Text:
_____

Industrieproduktion der größten Volkswirtschaften der Welt

Industrieproduktion der größten Volkswirtschaften der Welt (Index 2018 = 100) Bild vergrößern

Industrieproduktion der größten Volkswirtschaften der Welt (Index 2018 = 100)

© Eurostat, METI, Federal Reserve, NBS

Die Frühindikatoren am aktuellen Rand signalisieren ein schwaches erstes Quartal im Euroraum. Die Industrieproduktion ging im Dezember um kräftige 1,6 % im Vergleich zum Vormonat zurück, lag aber immerhin noch etwa 0,1 % über dem Vorjahresniveau. Demgegenüber stiegen die Auftragseingänge im Verarbeitenden Gewerbe zuletzt noch einmal (+0,7 %), blieben aber weiterhin unter ihrem Vorjahresniveau (-2,0 %). Der Economic Business Climate Indicator der Europäischen Kommission verbesserte sich im Januar auf seinen höchsten Wert seit März 2020, lag jedoch weiterhin im negativen Bereich (-0,27 Punkte). Derweil fiel der zusammengesetzte Einkaufsmanagerindex von IHS Markit auf ein Niveau von 47,8 Punkten und damit deutlich unter die Wachstumsschwelle von 50,0 Punkten. Hierbei prägte sich die Diskrepanz zwischen Industrie und Dienstleistungssektor weiter aus. Einem deutlich zuversichtlichen Verarbeitenden Gewerbe (54,8 Punkte) steht dabei ein pessimistischer Dienstleistungssektor (45,4 Punkte) gegenüber. Die Arbeitslosigkeit blieb im Dezember mit einer Quote von 8,3 % weiterhin auf leicht erhöhtem Niveau.

Der IWF geht in seiner aktualisierten Prognose von einem BIP-Wachstum im Eurogebiet von 4,2 % im Jahr 2021 aus. In 2022 wird wiederum ein Anstieg um 3,6 % erwartet.

China: Wachstum im Jahr 2020 schafft positive Ausgangslage für das Jahr 2021

Chinas Wirtschaft meldete als einzige der großen Volkswirtschaften für das vergangene Jahr ein Wachstum und steigerte seine Leistung um 2,3 %. Industrielle Erzeugung, Investitionen und Exporte stiegen zuletzt im Dezember und unterm Strich im vierten Quartal an. Das schafft eine gute Ausgangslage für das Jahr 2021. Das chinesische BIP stieg im Schlussquartal 2020 um 2,6 %.

_____

Daten zu Segmentierungsmasken:
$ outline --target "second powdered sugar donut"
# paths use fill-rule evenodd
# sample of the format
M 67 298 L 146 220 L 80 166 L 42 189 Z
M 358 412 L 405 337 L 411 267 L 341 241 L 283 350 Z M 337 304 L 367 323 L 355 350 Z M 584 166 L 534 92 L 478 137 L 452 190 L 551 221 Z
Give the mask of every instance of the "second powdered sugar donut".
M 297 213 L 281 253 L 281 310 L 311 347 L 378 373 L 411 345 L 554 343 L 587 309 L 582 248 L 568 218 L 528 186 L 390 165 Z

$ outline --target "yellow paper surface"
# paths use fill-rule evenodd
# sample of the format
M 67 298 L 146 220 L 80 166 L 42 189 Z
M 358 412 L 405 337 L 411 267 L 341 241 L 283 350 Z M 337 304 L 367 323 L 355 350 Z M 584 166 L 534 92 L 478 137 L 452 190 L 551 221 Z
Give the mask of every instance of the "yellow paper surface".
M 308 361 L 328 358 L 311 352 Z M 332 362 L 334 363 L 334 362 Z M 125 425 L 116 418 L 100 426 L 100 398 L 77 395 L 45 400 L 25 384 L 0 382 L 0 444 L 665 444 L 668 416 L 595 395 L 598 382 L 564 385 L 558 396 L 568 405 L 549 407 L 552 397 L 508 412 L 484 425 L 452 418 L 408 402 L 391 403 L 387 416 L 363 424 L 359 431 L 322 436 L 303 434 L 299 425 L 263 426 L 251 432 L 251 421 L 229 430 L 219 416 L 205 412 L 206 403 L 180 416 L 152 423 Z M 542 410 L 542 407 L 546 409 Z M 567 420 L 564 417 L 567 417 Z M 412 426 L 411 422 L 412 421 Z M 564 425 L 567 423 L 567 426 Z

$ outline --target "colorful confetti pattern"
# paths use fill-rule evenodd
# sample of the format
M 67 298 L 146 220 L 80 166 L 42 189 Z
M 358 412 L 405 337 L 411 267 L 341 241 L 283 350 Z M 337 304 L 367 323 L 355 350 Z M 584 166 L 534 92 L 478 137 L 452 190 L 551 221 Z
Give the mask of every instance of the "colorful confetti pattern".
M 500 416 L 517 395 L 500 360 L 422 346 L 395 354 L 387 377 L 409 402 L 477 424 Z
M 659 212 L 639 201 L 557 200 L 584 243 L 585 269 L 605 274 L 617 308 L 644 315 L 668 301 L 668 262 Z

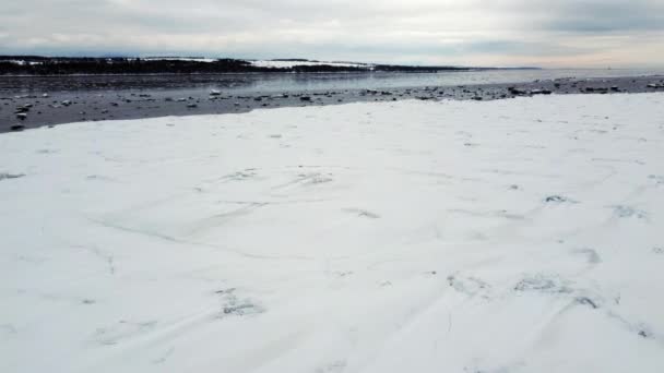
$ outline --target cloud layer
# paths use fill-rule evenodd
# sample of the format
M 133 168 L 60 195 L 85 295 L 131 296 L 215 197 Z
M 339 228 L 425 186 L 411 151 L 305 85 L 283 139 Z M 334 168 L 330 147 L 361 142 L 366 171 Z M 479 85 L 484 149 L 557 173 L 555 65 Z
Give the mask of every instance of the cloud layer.
M 662 0 L 0 1 L 0 53 L 664 64 Z

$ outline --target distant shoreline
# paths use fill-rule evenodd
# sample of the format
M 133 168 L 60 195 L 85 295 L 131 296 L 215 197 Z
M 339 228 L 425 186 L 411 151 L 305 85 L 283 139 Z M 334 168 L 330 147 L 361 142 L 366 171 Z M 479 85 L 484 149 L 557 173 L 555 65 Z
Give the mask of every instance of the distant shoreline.
M 238 73 L 456 72 L 537 68 L 400 65 L 315 60 L 204 58 L 61 58 L 0 56 L 0 76 L 182 75 Z
M 55 89 L 60 77 L 68 89 Z M 32 79 L 31 79 L 32 81 Z M 64 82 L 66 81 L 66 82 Z M 104 80 L 92 82 L 104 89 L 85 89 L 81 82 L 63 76 L 54 81 L 35 80 L 32 93 L 16 95 L 0 89 L 0 133 L 14 129 L 60 123 L 124 120 L 168 116 L 240 113 L 278 107 L 325 106 L 348 103 L 419 100 L 494 100 L 533 95 L 618 94 L 664 92 L 664 77 L 557 79 L 530 83 L 466 84 L 454 86 L 413 86 L 383 88 L 293 89 L 278 92 L 238 92 L 214 88 L 213 82 L 190 87 L 173 86 L 166 80 L 132 82 L 105 86 Z M 140 81 L 140 80 L 139 80 Z M 7 82 L 7 80 L 5 80 Z M 98 86 L 97 86 L 98 87 Z M 15 109 L 15 110 L 12 110 Z

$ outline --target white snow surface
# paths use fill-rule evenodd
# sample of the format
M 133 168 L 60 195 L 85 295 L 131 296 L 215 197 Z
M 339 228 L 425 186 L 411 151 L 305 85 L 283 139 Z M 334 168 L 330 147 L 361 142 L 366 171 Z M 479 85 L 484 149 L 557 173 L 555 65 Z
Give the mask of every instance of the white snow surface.
M 0 134 L 0 371 L 664 372 L 663 149 L 664 94 Z

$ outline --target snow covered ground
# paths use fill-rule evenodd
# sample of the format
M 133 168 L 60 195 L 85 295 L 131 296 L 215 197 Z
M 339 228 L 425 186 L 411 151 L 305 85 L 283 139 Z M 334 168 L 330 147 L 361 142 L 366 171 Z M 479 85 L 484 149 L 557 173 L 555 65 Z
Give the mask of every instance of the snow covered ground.
M 663 372 L 664 94 L 0 135 L 1 372 Z

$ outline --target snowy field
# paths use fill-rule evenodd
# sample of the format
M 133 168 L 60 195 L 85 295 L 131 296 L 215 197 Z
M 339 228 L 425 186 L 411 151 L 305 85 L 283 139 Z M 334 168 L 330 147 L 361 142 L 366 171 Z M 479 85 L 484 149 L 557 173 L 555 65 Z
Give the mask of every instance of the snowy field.
M 0 372 L 664 372 L 664 94 L 0 135 Z

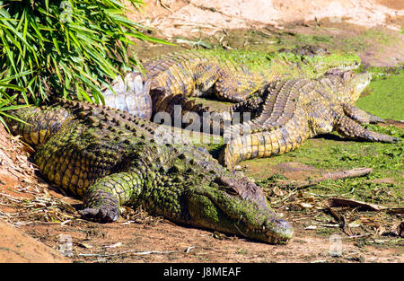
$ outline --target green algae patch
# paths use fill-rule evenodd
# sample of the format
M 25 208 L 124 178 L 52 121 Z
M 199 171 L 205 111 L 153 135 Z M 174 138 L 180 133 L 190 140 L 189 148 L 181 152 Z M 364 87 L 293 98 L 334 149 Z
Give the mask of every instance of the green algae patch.
M 404 129 L 393 126 L 369 125 L 369 129 L 396 137 L 404 137 Z M 298 162 L 318 171 L 334 171 L 359 167 L 373 168 L 370 174 L 353 179 L 325 180 L 305 191 L 319 196 L 342 196 L 386 206 L 403 206 L 404 148 L 399 144 L 368 143 L 347 140 L 336 134 L 309 139 L 301 147 L 283 155 L 244 161 L 246 174 L 259 180 L 273 176 L 271 167 L 282 162 Z M 263 169 L 264 167 L 268 169 Z M 259 173 L 251 172 L 258 171 Z M 272 172 L 272 173 L 271 173 Z M 307 172 L 301 180 L 308 180 Z M 282 175 L 282 172 L 281 172 Z M 279 175 L 277 175 L 279 176 Z M 310 176 L 313 179 L 316 176 Z
M 371 82 L 356 106 L 382 119 L 404 119 L 404 69 Z

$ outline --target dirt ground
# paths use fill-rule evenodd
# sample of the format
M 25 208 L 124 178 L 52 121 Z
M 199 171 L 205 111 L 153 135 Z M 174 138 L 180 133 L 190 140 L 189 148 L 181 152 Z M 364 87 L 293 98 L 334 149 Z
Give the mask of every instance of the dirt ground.
M 176 43 L 180 38 L 215 37 L 217 32 L 225 33 L 233 29 L 259 30 L 268 24 L 271 31 L 302 34 L 331 32 L 351 37 L 358 31 L 381 27 L 402 42 L 402 1 L 145 2 L 145 13 L 130 17 L 153 27 L 153 35 Z M 257 7 L 265 13 L 257 13 Z M 402 47 L 373 43 L 361 50 L 365 63 L 395 66 L 404 61 Z M 139 43 L 139 48 L 140 56 L 147 52 L 145 56 L 153 57 L 159 47 Z M 32 149 L 10 136 L 3 127 L 0 127 L 0 262 L 404 261 L 400 237 L 356 232 L 355 225 L 351 225 L 353 233 L 347 235 L 331 216 L 324 218 L 322 207 L 310 199 L 306 204 L 310 202 L 316 207 L 306 209 L 303 205 L 299 209 L 274 204 L 275 210 L 295 228 L 294 237 L 282 246 L 177 225 L 150 216 L 143 210 L 129 208 L 125 208 L 123 216 L 112 224 L 88 222 L 77 214 L 81 202 L 41 179 L 30 161 Z M 250 169 L 251 173 L 257 171 L 254 169 L 257 168 Z M 323 173 L 296 162 L 279 163 L 268 171 L 268 176 L 279 171 L 291 180 Z M 279 193 L 277 193 L 279 197 L 283 195 L 283 190 L 274 192 Z M 364 214 L 364 221 L 365 216 Z M 380 222 L 383 219 L 382 215 L 375 218 Z M 402 225 L 389 224 L 386 225 L 393 226 L 399 233 L 403 231 Z M 389 233 L 389 230 L 381 229 L 382 224 L 372 227 L 379 227 L 379 234 Z

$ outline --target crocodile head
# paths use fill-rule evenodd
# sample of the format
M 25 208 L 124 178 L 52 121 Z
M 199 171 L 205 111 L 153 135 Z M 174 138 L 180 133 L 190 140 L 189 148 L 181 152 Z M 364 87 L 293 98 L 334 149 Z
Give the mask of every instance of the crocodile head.
M 333 90 L 338 93 L 340 101 L 353 104 L 371 82 L 372 75 L 368 72 L 354 73 L 334 69 L 328 71 L 324 78 L 328 79 L 328 84 L 332 85 Z
M 271 244 L 285 244 L 293 226 L 275 214 L 262 189 L 247 178 L 216 177 L 188 192 L 191 224 Z
M 353 70 L 361 63 L 355 54 L 341 51 L 321 51 L 307 55 L 296 50 L 272 53 L 268 56 L 272 62 L 270 71 L 280 74 L 281 77 L 303 76 L 315 79 L 330 69 Z

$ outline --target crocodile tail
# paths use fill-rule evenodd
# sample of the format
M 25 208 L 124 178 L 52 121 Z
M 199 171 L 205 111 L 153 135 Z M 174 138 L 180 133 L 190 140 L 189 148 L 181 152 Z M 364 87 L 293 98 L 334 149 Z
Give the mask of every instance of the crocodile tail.
M 287 153 L 299 147 L 308 137 L 308 126 L 292 119 L 282 127 L 252 130 L 250 134 L 231 138 L 222 150 L 219 162 L 233 170 L 243 160 Z

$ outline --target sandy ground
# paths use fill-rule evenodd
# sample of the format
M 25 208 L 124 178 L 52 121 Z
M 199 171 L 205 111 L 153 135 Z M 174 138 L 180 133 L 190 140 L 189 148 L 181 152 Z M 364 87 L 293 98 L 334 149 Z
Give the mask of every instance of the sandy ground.
M 394 0 L 145 2 L 145 13 L 131 14 L 132 19 L 154 27 L 167 39 L 214 34 L 223 29 L 258 29 L 268 23 L 282 29 L 287 22 L 323 18 L 336 24 L 340 21 L 359 24 L 358 29 L 383 25 L 397 31 L 404 16 L 404 2 Z M 379 58 L 378 63 L 390 63 L 390 57 Z M 401 57 L 394 59 L 400 61 Z M 336 229 L 337 236 L 330 240 L 335 224 L 321 236 L 311 230 L 311 215 L 318 213 L 302 215 L 282 207 L 277 212 L 284 214 L 296 229 L 294 238 L 285 246 L 176 225 L 139 210 L 127 209 L 124 217 L 113 224 L 83 221 L 75 210 L 80 202 L 40 179 L 29 159 L 32 150 L 9 136 L 3 127 L 0 147 L 0 220 L 9 223 L 0 222 L 0 262 L 404 261 L 402 247 L 386 247 L 391 242 L 387 238 L 375 237 L 377 241 L 368 245 L 361 237 L 347 238 Z M 292 178 L 319 172 L 298 164 L 297 168 L 278 168 Z M 331 255 L 336 249 L 338 254 Z
M 158 29 L 165 37 L 222 29 L 278 28 L 287 22 L 342 21 L 370 28 L 384 25 L 400 31 L 394 19 L 404 16 L 404 2 L 397 0 L 161 0 L 145 1 L 145 13 L 130 17 Z M 257 9 L 259 7 L 259 10 Z

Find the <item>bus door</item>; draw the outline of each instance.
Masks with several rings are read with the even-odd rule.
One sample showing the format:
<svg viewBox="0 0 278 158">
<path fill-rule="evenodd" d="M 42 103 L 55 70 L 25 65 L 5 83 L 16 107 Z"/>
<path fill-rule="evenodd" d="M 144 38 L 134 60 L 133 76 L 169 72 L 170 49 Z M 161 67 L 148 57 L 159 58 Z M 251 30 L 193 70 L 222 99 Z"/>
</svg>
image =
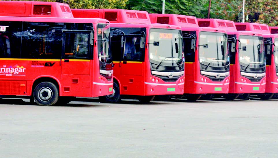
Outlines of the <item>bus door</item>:
<svg viewBox="0 0 278 158">
<path fill-rule="evenodd" d="M 93 47 L 90 44 L 90 31 L 63 31 L 61 78 L 61 92 L 76 96 L 87 96 L 91 81 L 90 72 Z"/>
<path fill-rule="evenodd" d="M 120 62 L 123 59 L 125 37 L 124 33 L 119 30 L 110 28 L 110 31 L 112 59 L 114 64 L 113 75 L 120 79 L 121 74 Z"/>
<path fill-rule="evenodd" d="M 145 45 L 143 46 L 140 44 L 141 40 L 142 43 L 145 43 L 145 39 L 142 36 L 138 35 L 126 35 L 124 51 L 120 63 L 122 94 L 143 94 L 143 61 L 145 49 L 142 47 Z"/>
</svg>

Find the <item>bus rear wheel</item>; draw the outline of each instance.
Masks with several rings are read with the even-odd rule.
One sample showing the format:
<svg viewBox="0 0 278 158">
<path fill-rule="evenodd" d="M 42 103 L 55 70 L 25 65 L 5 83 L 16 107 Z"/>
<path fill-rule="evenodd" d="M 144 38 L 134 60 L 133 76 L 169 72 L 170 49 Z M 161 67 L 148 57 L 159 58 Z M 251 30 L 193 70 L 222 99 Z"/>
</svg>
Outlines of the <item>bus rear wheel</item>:
<svg viewBox="0 0 278 158">
<path fill-rule="evenodd" d="M 113 93 L 110 95 L 100 97 L 99 99 L 102 101 L 109 103 L 116 103 L 121 100 L 120 89 L 118 84 L 113 83 Z"/>
<path fill-rule="evenodd" d="M 233 100 L 238 98 L 239 95 L 239 94 L 228 93 L 223 95 L 224 98 L 228 100 Z"/>
<path fill-rule="evenodd" d="M 156 95 L 154 100 L 158 101 L 167 101 L 171 99 L 171 95 L 168 94 L 166 95 Z"/>
<path fill-rule="evenodd" d="M 147 103 L 152 100 L 155 95 L 139 96 L 137 96 L 137 99 L 142 103 Z"/>
<path fill-rule="evenodd" d="M 35 88 L 33 96 L 35 102 L 39 105 L 52 106 L 58 100 L 58 89 L 53 83 L 42 82 Z"/>
<path fill-rule="evenodd" d="M 274 93 L 265 93 L 259 94 L 258 95 L 259 97 L 263 100 L 268 100 L 272 97 Z"/>
</svg>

_____

Aufgaben:
a. Stimmen die folgenden Aussagen mit dem Text zur Konjunktur überein? Antworte jeweils mit Ja oder Nein und zitiere die entscheidende Textstelle wörtlich.
(i) Die Industrieproduktion im Euroraum lag im Dezember unter dem Vorjahresniveau.
(ii) Der Einkaufsmanagerindex des Verarbeitenden Gewerbes lag höher als der des Dienstleistungssektors.
(iii) Der IWF erwartet im Eurogebiet für 2022 ein höheres BIP-Wachstum als für 2021.
b. Liste alle Werte auf, die im Text zur Konjunktur in Punkten angegeben sind.
Für die Bearbeitung ist das Material ohne Bedeutung.

Antworten:
a.
(i) Nein: „lag aber immerhin noch etwa 0,1 % über dem Vorjahresniveau“
(ii) Ja: „Einem deutlich zuversichtlichen Verarbeitenden Gewerbe (54,8 Punkte) steht dabei ein pessimistischer Dienstleistungssektor (45,4 Punkte) gegenüber.“
(iii) Nein: „von einem BIP-Wachstum im Eurogebiet von 4,2 % im Jahr 2021 aus. In 2022 wird wiederum ein Anstieg um 3,6 % erwartet.“

b.
-0,27 Punkte
47,8 Punkte
50,0 Punkte
54,8 Punkte
45,4 Punkte